Task details:
Reproduce exactly the lines from the one containing "the black phone" through the last line of the data, both ends included.

Records for this exercise:
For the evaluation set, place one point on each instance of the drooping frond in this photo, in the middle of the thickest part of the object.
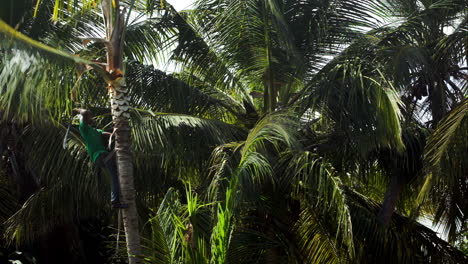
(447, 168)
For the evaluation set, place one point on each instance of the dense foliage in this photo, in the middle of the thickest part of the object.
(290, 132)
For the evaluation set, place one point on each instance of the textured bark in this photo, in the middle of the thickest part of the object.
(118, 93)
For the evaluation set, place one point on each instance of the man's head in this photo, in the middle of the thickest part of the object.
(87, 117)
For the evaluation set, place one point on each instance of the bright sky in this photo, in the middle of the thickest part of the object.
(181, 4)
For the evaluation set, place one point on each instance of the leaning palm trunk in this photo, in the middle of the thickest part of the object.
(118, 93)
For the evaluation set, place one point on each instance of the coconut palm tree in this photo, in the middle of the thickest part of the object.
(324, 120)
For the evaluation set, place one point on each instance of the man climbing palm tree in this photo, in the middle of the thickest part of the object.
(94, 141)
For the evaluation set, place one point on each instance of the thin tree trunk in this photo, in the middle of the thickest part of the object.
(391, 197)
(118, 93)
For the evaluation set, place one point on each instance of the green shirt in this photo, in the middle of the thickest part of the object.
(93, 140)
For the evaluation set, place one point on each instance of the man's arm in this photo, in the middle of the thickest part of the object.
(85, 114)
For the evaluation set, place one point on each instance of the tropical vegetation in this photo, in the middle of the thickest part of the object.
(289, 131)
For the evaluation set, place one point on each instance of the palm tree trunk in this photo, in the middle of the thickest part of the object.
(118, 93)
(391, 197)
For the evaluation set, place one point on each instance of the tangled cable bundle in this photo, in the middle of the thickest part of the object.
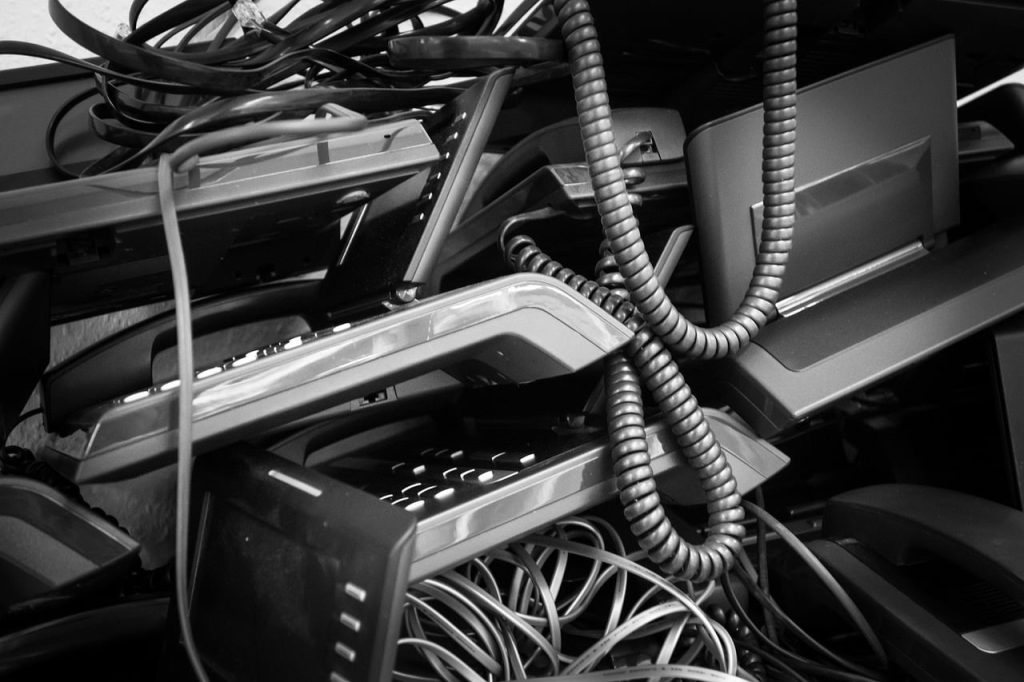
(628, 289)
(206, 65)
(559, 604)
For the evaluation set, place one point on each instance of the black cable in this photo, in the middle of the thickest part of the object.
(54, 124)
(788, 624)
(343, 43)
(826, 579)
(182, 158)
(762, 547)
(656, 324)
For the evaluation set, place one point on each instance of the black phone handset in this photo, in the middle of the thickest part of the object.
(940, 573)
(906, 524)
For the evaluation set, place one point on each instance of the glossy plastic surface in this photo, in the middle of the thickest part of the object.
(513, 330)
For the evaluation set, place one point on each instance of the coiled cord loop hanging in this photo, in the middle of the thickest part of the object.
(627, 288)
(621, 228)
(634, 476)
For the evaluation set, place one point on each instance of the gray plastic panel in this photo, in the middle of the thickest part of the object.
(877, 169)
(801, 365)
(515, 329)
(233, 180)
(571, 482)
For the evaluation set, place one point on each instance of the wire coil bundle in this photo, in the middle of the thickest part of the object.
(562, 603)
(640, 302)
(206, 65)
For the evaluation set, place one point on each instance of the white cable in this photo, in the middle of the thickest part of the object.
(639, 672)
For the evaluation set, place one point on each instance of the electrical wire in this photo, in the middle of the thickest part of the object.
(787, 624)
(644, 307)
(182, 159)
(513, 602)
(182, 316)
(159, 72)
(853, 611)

Output:
For the evaluation set, place one point on each instance of the black phone handset in this photo, in the middle of the thickest part of the object.
(940, 573)
(906, 524)
For the evaluation set, place one point on each instance of the glossy plastic surface in this photo, in the middle of the thickest part of the object.
(513, 330)
For the evaluation set, place one point on each instance of the coiled cord loop hanging in this photo, in the middle of the thickest part of the object.
(627, 288)
(621, 228)
(634, 476)
For the evaluation set, place one point on each instance of the gray plastic panel in this photo, in the middle of the thickest part of the object.
(877, 169)
(801, 365)
(515, 329)
(233, 180)
(571, 482)
For the evaluation set, place one point on each instance of the wire coil bundle in this photo, in the middle of the thickest part of the object.
(562, 603)
(640, 302)
(206, 65)
For the evaluation set, place one point on each instance of the white cable in this photo, in the middle of the thickest part of the object.
(639, 672)
For the evaluation set, place one point on each instance of the electrical wire in this photo, in the middle of the thickest part of the object.
(787, 624)
(644, 307)
(182, 159)
(513, 602)
(182, 316)
(159, 72)
(853, 611)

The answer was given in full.